ENTRIES PROVIDED:

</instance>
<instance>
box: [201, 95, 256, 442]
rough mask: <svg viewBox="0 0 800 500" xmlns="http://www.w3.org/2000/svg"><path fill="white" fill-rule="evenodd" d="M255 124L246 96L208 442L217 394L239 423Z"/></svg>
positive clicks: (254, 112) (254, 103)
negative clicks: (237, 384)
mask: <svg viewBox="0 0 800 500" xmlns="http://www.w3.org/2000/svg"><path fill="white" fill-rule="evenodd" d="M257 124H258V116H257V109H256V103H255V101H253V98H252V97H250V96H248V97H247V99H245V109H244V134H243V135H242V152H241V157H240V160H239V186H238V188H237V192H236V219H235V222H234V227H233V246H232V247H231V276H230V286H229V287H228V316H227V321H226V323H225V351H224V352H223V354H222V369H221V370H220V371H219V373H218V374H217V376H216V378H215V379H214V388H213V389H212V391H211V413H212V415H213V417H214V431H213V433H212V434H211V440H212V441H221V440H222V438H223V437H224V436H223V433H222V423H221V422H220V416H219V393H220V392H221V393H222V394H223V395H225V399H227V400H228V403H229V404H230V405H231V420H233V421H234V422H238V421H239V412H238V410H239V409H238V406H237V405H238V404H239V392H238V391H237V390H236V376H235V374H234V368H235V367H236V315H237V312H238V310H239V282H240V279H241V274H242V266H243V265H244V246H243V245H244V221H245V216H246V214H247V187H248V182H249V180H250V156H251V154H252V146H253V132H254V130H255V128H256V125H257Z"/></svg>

INSTRUCTIONS TO FOLLOW:
Reproduce the records from their beginning through the line containing "positive clicks: (254, 112) (254, 103)", inclusive, renaming "rough mask" to "initial mask" and leaving all else unchanged.

EXERCISE RESPONSE:
</instance>
<instance>
box: [201, 95, 256, 442]
initial mask: <svg viewBox="0 0 800 500" xmlns="http://www.w3.org/2000/svg"><path fill="white" fill-rule="evenodd" d="M255 124L246 96L208 442L217 394L239 423Z"/></svg>
positive clicks: (254, 112) (254, 103)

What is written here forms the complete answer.